Return each line of the rows below that contains the string "tree", with case counting.
+++ RECORDS SUPPLIED
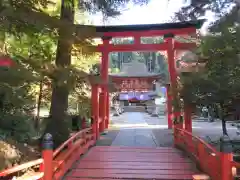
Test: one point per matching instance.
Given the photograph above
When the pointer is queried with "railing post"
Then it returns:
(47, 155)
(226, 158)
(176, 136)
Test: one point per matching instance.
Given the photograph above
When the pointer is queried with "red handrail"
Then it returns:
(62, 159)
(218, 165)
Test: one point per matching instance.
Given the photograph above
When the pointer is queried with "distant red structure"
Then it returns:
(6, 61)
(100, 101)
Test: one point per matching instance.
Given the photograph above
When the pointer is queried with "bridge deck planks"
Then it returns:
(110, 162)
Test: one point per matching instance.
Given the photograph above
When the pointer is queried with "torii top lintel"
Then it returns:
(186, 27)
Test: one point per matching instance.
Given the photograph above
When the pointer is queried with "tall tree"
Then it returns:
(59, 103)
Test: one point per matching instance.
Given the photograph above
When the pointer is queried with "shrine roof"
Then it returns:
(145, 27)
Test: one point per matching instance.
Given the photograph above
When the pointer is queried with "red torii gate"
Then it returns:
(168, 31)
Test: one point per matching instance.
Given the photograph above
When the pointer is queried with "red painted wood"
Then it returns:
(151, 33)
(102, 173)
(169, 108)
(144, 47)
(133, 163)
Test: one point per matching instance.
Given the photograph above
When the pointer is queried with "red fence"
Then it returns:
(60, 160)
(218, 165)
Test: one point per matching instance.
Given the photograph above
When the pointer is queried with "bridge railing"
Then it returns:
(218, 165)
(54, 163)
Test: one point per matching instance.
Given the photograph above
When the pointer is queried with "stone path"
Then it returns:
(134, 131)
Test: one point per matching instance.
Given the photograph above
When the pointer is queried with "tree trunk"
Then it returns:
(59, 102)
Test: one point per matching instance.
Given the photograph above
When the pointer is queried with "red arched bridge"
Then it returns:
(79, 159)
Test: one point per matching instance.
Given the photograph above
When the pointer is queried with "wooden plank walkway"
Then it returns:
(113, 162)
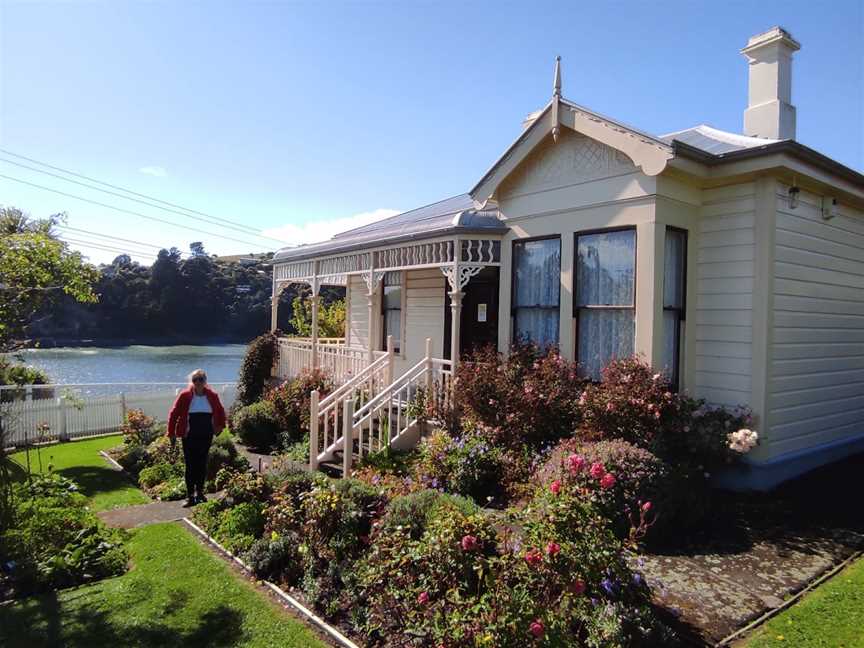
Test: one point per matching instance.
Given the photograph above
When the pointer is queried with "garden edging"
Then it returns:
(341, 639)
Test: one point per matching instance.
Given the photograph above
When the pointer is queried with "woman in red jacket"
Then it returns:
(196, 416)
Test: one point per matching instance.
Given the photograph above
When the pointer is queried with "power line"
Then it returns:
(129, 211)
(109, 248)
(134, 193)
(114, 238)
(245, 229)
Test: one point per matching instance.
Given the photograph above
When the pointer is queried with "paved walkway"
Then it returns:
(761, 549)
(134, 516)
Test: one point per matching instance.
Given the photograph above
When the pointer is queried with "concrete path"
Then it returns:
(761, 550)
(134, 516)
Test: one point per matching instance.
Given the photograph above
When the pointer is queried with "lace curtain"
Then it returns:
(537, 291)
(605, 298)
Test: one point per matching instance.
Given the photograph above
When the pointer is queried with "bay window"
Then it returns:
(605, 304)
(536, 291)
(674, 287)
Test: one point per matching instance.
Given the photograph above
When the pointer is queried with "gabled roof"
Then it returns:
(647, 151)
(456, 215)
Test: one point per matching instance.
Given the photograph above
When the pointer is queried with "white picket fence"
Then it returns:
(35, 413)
++++++
- _ANSWER_:
When the pointer is queried with "tall tree"
When the pointer is queried with "tree trunk"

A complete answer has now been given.